▸ TEXT EXTRACT:
● ● ● ● ● ● ●

Monday, 1 April 2019









cog: To understand this, you have to go back to what young brother here referred to as the house Negro and the field Negro, back during slavery.
There was two kinds of slaves, there was the house Negro and the field Negro. The house Negro, they lived in the house, with master. They dressed pretty good. They ate good ‘cause they ate his food.
What he left.
Laughter.
cog: They lived in the attic, or the basement, but still they lived near their master. And they loved the master more than the master loved himself. They would, they would give their life to save the master’s house quicker than the master would.
The house Negro, if the master said “We got a good house here” the house Negro would say “Yeah we got a good house here.”
Laughter.
cog: Whenever the master said “we” he said “we”, that’s how you could tell a house Negro.
Laughter.
cog: If the master’s, if the master’s house caught on fire, the house Negro would fight harder to put the blaze out than the master would.
If the master got sick, the house Negro would say “What’s the matter boss, we sick?”
Laughter.
cog: We sick?
Laughter, whistling, applause.
cog: He identified with his master more than the master identified with himself.
And if you came to the house Negro and said “Let’s run away. Let’s escape. Let’s separate.”, that house Negro would look at you and say “Man you crazy. What you mean, separate? Where is there a better house than this? Where can I wear better clothes than this? Where can I eat better food than this?”
That was that house Negro.
In those days, he was called a “house nigger”,
cog: Yes sir!
cog: and that’s what we call them today, ‘cause we still got some house niggers running around here.
Applause.
cog: This modern house Negro loves his master. He wants to live near him. He’ll pay three times as much as the house is worth just to live near his master, and then brag about “I’m the only Negro out here.”

● ● ● ● ● ● ●

▸ DATASET EXTRACT:
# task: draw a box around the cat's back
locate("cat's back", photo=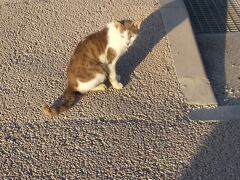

● ● ● ● ● ● ●

▸ YOUR OBJECTIVE:
Can you continue the speech transcript on the house Negro and the field Negro, shown above the listing, starting right after its final line?

▸ RESPONSE TO THE TASK:
Applause
cog: “I’m the only one on my job.” “I’m the only one in this school.” you’re nothing but a house Negro. And if someone come to you right now and say “Let’s separate”, you say the same thing that the house Negro said
cog: Yes sir!
cog: on the plantation: “What you mean, separate? From America? This good white man? Where you gonna get a better job than you get here?” I mean this is what you say, “I don’t- I ain’t left nothing in Africa” that’s what you say. Why, you left your mind in Africa.
Applause.
cog: On that same plantation there was the field Negro. The field Negro, those were the masses. There was always more Negroes in the field than there was Negroes in the house. The Negro in the field caught hell.
He ate left-overs.
In the house they ate high up on the hog. The Negro in the field didn’t get nothing but what was left of the insides of the hog. They call them chitt’lins nowadays. In those days they called them what they were: guts. That’s what you were, a gut-eater.
And some of you all still gut-eaters.
Applause.
cog: The field Negro was beaten from morning ‘til night. He lived in a shack, in a hut. He wore cast-off clothes.
And he hated his master. I say he hated his master. He was intelligent. That house Negro loved his master, but that field Negro, remember, they were in the majority, and they hated the master.
When the house caught on fire he didn’t try and put it out, that field Negro prayed for a wind,
Laughter.
cog: for a breeze. When the master got sick the field Negro prayed that he died. If someone come to the field Negro and said “Let’s separate, let’s run” he didn’t say “Where are we going?” he’d say “Any place is better than here.”
Applause, whistling.
cog: You got field Negroes in America today. I’m a field Negro. The masters are the field Negroes. When they see this man’s house on fire you don’t hear those little Negroes talking about “Our government is in trouble”, they say “The government is in trouble.”
Applause.
cog: Imagine a Negro, “our government”. I even heard one say “our astronauts”.
Laughter.
cog: They won’t even let him near the plant, and “our astronauts”. “Our navy”, that’s a Negro that’s out of his mind. That’s a Negro that’s out of his mind. Just as the slave-master in that day used Tom, the house Negro, to keep the field Negroes in check, the same old slave-master today has Negroes, who are nothing but modern Uncle Toms, 20th century Uncle Toms, to keep you and me in check, keep us under control, keep us passive and peaceful, and non-violent.
That’s Tom making you non-violent.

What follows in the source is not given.